What you should do ::
Print the entries below again exactly as they stand, but skip any picture.
___ Records provided ___
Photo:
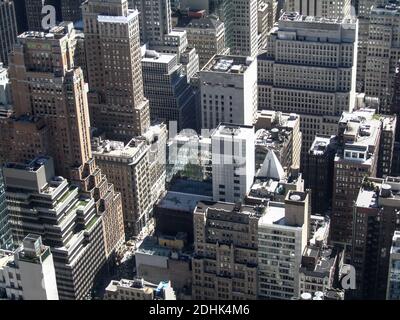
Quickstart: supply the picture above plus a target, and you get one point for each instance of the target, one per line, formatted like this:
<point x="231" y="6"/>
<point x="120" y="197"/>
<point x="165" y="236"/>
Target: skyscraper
<point x="309" y="68"/>
<point x="171" y="97"/>
<point x="5" y="232"/>
<point x="382" y="54"/>
<point x="73" y="229"/>
<point x="51" y="117"/>
<point x="8" y="29"/>
<point x="232" y="162"/>
<point x="376" y="218"/>
<point x="155" y="20"/>
<point x="356" y="157"/>
<point x="241" y="25"/>
<point x="283" y="232"/>
<point x="393" y="287"/>
<point x="71" y="10"/>
<point x="28" y="272"/>
<point x="116" y="101"/>
<point x="228" y="91"/>
<point x="225" y="242"/>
___
Response to this task ::
Photo:
Quickstart: supply the picture above plus a target, and you get one point for each instance of the target, one per line, formatted like this:
<point x="231" y="6"/>
<point x="120" y="197"/>
<point x="165" y="236"/>
Target: skyscraper
<point x="309" y="68"/>
<point x="171" y="97"/>
<point x="5" y="232"/>
<point x="382" y="54"/>
<point x="73" y="229"/>
<point x="51" y="117"/>
<point x="8" y="29"/>
<point x="232" y="162"/>
<point x="376" y="218"/>
<point x="155" y="20"/>
<point x="356" y="157"/>
<point x="241" y="25"/>
<point x="283" y="232"/>
<point x="393" y="287"/>
<point x="71" y="10"/>
<point x="28" y="272"/>
<point x="116" y="101"/>
<point x="228" y="91"/>
<point x="225" y="242"/>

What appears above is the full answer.